• ESTRATTO DEL TESTO:
L’insostenibile leggerezza dell’essere alla moda

FAST-FASHION? LA SOSTENIBILITA' AMBIENTALE PASSA ANCHE PER LA T-SHIRT A BASSO COSTO

 

Zygmunt Bauman, nel suo ‘Amore liquido’ ammoniva l’umanità contro i legami usa e getta. “Le relazioni – diceva, parafrasandolo – non sono come delle t-shirt, che si possono usare una volta e gettare quando non piacciono più. L’amore merita perseveranza”. Ecco, Zygmunt Bauman con questa frase non educava alla sostenibilità. La moda usa e getta, quel fenomeno che è stato soprannominato ‘fast fashion’, oltre a molte controversie, non si può dire sostenibile. Per ‘fast fashion’ s’intende quel settore dell’industria dell’abbigliamento che produce collezioni ispirate all’alta moda, ma messe in vendita a prezzi contenuti e rinnovate in tempi brevissimi.

• DATI DEL COMPITO:
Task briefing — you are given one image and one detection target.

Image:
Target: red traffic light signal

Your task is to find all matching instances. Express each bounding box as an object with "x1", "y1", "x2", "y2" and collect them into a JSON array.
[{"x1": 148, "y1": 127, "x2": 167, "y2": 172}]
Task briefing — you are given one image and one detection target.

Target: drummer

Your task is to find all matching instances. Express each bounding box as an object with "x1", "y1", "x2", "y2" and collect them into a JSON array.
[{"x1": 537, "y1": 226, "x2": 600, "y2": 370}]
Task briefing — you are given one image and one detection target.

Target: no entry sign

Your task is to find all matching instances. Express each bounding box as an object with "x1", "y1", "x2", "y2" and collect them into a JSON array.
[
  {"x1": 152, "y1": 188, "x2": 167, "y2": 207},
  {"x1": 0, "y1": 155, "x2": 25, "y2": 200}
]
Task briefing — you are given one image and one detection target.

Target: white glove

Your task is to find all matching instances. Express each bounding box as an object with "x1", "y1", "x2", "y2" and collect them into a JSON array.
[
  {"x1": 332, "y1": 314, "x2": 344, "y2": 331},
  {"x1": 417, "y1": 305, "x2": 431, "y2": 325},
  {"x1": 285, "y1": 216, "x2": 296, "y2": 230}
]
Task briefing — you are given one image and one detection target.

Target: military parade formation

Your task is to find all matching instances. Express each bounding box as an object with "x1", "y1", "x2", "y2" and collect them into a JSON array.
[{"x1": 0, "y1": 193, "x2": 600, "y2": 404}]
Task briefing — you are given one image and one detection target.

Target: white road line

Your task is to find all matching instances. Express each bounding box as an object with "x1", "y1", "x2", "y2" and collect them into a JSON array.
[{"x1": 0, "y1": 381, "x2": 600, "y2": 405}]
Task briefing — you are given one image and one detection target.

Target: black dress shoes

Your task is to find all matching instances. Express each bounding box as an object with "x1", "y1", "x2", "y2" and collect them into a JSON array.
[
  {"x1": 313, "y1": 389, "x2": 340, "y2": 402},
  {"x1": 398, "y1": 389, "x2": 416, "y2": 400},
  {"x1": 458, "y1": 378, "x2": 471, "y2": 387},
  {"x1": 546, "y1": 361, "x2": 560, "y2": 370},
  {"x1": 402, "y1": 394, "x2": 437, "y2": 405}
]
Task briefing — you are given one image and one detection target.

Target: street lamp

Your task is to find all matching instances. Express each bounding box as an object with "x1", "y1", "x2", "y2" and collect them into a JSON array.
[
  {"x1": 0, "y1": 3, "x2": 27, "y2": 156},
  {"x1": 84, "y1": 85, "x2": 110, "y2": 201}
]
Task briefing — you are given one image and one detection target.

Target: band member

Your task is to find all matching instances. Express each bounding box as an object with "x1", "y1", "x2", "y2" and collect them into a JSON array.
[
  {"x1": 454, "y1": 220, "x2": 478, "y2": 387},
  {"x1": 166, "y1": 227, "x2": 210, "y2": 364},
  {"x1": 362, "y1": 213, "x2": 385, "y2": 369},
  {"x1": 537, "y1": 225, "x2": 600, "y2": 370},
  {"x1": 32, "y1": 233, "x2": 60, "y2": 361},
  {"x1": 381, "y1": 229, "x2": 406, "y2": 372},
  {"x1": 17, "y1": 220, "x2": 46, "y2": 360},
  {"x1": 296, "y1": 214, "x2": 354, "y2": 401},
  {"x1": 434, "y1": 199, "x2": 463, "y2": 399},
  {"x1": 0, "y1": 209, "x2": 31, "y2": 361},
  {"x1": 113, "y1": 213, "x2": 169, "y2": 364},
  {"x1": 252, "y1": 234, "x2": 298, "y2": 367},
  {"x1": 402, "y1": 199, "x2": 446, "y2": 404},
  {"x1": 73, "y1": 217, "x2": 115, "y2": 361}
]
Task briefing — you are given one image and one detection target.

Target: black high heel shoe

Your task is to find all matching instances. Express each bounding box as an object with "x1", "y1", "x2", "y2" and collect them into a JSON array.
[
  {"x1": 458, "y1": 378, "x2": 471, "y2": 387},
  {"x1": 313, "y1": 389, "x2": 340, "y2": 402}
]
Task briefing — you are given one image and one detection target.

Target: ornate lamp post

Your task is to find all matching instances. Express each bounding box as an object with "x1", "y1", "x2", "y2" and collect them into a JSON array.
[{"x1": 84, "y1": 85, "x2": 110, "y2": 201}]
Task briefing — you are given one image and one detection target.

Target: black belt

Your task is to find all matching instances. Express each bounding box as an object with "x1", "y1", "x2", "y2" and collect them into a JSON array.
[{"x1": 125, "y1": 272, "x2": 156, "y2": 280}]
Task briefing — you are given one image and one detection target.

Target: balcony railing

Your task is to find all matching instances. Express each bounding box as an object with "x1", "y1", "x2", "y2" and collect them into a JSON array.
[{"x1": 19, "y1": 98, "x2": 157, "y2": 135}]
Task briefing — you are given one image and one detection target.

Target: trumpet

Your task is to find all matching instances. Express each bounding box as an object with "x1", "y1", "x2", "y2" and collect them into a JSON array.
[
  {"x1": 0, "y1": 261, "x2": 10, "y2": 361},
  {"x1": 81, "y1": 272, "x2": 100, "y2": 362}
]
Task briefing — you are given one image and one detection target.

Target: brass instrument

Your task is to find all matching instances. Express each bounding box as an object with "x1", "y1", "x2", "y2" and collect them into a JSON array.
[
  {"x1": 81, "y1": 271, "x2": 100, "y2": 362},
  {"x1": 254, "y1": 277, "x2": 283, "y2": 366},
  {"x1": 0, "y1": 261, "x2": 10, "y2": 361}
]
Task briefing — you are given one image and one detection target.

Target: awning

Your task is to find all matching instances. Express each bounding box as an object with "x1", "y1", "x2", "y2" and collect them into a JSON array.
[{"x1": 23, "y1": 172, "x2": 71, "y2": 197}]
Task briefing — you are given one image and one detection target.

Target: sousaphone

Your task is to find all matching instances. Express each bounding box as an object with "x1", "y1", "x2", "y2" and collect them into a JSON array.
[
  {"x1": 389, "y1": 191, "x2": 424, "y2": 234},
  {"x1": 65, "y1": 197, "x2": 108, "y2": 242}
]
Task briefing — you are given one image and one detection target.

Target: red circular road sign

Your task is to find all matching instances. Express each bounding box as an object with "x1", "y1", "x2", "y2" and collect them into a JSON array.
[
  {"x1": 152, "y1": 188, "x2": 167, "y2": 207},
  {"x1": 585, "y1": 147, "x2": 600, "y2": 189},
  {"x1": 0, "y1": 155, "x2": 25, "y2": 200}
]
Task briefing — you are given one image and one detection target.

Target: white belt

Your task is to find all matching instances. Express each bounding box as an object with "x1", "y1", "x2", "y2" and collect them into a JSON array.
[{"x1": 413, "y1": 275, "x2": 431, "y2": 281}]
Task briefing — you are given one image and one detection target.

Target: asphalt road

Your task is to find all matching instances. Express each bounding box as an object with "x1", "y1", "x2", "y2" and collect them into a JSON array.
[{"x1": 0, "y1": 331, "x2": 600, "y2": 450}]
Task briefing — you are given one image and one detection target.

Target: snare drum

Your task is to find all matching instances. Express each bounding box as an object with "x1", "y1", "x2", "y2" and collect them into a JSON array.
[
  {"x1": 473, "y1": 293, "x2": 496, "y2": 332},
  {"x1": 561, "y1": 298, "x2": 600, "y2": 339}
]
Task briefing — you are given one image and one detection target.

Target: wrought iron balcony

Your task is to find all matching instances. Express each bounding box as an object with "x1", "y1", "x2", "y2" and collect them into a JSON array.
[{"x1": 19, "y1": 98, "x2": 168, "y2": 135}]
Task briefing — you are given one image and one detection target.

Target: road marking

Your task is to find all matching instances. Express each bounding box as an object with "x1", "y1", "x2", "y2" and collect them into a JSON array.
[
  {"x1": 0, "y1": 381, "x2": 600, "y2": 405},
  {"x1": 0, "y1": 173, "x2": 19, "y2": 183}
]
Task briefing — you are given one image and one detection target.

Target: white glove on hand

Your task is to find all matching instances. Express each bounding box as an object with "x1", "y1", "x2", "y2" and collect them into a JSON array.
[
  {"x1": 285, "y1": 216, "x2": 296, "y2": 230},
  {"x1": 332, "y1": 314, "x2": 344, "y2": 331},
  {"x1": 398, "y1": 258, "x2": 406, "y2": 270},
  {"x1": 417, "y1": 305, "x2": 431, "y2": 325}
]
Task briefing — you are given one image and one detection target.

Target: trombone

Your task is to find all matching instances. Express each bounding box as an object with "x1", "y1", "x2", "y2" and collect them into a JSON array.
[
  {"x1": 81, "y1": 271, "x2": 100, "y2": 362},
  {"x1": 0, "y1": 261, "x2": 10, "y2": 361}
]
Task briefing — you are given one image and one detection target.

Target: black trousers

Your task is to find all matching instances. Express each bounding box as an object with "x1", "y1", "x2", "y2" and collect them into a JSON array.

• ATTIVITÀ DA SVOLGERE:
**1.** Stabilisci se ciascuna affermazione concorda con il brano sul fast fashion. Per ognuna rispondi sì o no e riporta tra virgolette le parole del brano che lo dimostrano. (a) Bauman tratta dei legami usa e getta in ‘Amore liquido’. (b) Le collezioni del fast fashion vengono rinnovate a lunghi intervalli. (c) I capi del fast fashion sono venduti a prezzi elevati.
**2.** Individua tutte le righe dei record che contengono la parola «glove» e ricopiale.

• SOLUZIONI:
**1.**
(a) Sì: «Zygmunt Bauman, nel suo ‘Amore liquido’ ammoniva l’umanità contro i legami usa e getta.»
(b) No: «rinnovate in tempi brevissimi»
(c) No: «messe in vendita a prezzi contenuti»

**2.**
Target: white glove
Target: white glove on hand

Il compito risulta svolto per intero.